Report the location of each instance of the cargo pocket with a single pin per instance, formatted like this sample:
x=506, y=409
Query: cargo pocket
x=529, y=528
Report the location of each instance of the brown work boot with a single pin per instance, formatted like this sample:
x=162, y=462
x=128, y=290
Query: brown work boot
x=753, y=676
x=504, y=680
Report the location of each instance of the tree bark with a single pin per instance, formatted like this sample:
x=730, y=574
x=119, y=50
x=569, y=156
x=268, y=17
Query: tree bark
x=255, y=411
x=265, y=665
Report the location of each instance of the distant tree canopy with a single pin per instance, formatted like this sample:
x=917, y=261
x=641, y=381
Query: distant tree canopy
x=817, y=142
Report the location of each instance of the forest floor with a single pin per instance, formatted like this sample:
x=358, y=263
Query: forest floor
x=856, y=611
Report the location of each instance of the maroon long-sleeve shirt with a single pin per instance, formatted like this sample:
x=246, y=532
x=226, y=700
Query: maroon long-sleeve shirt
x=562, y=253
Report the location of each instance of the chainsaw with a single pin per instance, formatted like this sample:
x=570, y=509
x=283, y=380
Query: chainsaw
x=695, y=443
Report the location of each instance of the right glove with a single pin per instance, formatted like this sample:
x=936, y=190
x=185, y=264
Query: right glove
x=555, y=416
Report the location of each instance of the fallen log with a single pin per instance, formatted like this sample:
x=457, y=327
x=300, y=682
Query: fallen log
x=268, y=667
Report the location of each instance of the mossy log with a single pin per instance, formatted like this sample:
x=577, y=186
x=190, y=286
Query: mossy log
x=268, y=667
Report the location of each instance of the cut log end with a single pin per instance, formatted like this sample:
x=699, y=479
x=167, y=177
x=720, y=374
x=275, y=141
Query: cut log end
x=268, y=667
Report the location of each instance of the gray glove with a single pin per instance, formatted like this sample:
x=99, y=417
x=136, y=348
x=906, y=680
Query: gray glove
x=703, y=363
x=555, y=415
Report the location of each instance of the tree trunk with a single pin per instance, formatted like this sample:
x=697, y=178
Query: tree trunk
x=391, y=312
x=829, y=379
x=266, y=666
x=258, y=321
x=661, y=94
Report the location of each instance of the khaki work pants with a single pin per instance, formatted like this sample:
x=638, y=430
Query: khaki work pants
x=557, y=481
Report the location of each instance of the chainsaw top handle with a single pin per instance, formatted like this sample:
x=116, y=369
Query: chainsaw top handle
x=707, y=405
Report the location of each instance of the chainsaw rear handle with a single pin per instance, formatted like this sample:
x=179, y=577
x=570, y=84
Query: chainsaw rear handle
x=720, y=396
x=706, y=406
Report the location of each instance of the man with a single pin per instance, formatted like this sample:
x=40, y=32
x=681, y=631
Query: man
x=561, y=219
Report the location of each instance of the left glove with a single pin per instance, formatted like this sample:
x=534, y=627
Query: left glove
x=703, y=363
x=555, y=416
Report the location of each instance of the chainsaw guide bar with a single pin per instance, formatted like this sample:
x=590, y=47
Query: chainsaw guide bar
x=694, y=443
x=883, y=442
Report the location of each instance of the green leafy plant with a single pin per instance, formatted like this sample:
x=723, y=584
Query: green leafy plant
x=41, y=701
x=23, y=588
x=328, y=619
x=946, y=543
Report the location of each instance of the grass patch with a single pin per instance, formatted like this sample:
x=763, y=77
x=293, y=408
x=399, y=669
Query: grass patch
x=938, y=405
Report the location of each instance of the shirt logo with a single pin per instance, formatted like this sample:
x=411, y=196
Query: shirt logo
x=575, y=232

__AIM OF THE EXERCISE__
The complete data is to be transcribed verbatim.

__RESPONSE FOR THIS EXERCISE__
Report the location of each instance of the cargo pocket with a single pin per instance, formatted like this sample:
x=506, y=409
Query: cargo pocket
x=529, y=528
Report the location of each instance of the brown work boot with a single pin per instance, formatted like this sample:
x=162, y=462
x=128, y=290
Query: brown work boot
x=753, y=676
x=504, y=680
Report the location of each instance of the tree bark with a single pin per instance, formatted like this sample:
x=730, y=574
x=119, y=50
x=569, y=156
x=268, y=17
Query: tree bark
x=255, y=411
x=265, y=665
Report the location of each instance of the distant tree canopy with a single pin per instance, formatted like this sample:
x=917, y=261
x=641, y=381
Query: distant tree canopy
x=817, y=142
Report the location of each instance of the forest floor with a single pin per instance, formatted like this sample:
x=358, y=263
Query: forest floor
x=856, y=611
Report the location of each instance of the maroon long-sleeve shirt with a single pin per instance, formatted like this sample:
x=246, y=532
x=226, y=700
Query: maroon long-sleeve shirt
x=562, y=253
Report the location of each instance of the chainsaw with a single pin per instance, formatted like this sample:
x=570, y=509
x=283, y=380
Query: chainsaw
x=695, y=443
Report the location of each instance of the right glove with a single pin per instance, formatted like this sample:
x=936, y=190
x=185, y=264
Query: right glove
x=555, y=416
Report the location of each instance of the fallen log with a single pin per instance, formatted like this sample:
x=457, y=327
x=300, y=682
Query: fallen log
x=268, y=667
Report the location of each instance of the mossy log with a single pin per instance, formatted like this sample:
x=577, y=186
x=190, y=286
Query: mossy log
x=268, y=667
Report the location of each instance of the cut log end with a single pin per instance, formatted like this sample:
x=699, y=479
x=167, y=177
x=720, y=374
x=275, y=141
Query: cut log end
x=268, y=667
Report the location of each instance of the gray glove with a single pin per instance, formatted like this sample:
x=99, y=417
x=136, y=348
x=906, y=680
Query: gray glove
x=703, y=363
x=555, y=415
Report the location of each instance of the tree trunk with a single pin per instance, formatted like this sample:
x=697, y=178
Query: tree trunk
x=391, y=312
x=829, y=379
x=266, y=666
x=258, y=321
x=661, y=94
Report the location of each instance of the khaki work pants with a single pin per instance, formatted like this sample:
x=638, y=430
Query: khaki work pants
x=557, y=481
Report the location of each instance of the chainsaw top handle with a single pin per instance, formatted like this sample:
x=116, y=369
Query: chainsaw top handle
x=707, y=405
Report the location of each instance of the chainsaw rear handle with a single pin per instance, formatted like this sample:
x=179, y=577
x=570, y=84
Query: chainsaw rear handle
x=720, y=396
x=706, y=406
Report the location of each instance of the man with a single pin per instance, formatted like this sample:
x=40, y=32
x=681, y=631
Query: man
x=561, y=219
Report the location of each instance of the left glove with a single pin per instance, formatted like this sample:
x=534, y=627
Query: left glove
x=703, y=363
x=555, y=416
Report the location of each instance of the chainsaw guide bar with a single pin per instance, formatted like this sample:
x=590, y=47
Query: chainsaw guide bar
x=694, y=443
x=883, y=442
Report the location of each instance of the green leafy plant with a single pin per instance, formatted like this sample:
x=723, y=584
Query: green leafy plant
x=41, y=701
x=23, y=588
x=328, y=619
x=946, y=543
Report the location of each instance of the grass patch with a single pin per instance, formatted like this sample:
x=763, y=77
x=293, y=408
x=399, y=669
Query: grass patch
x=938, y=405
Report the location of each instance of the shirt logo with a single pin per instance, formatted like this sample:
x=411, y=196
Query: shirt logo
x=575, y=232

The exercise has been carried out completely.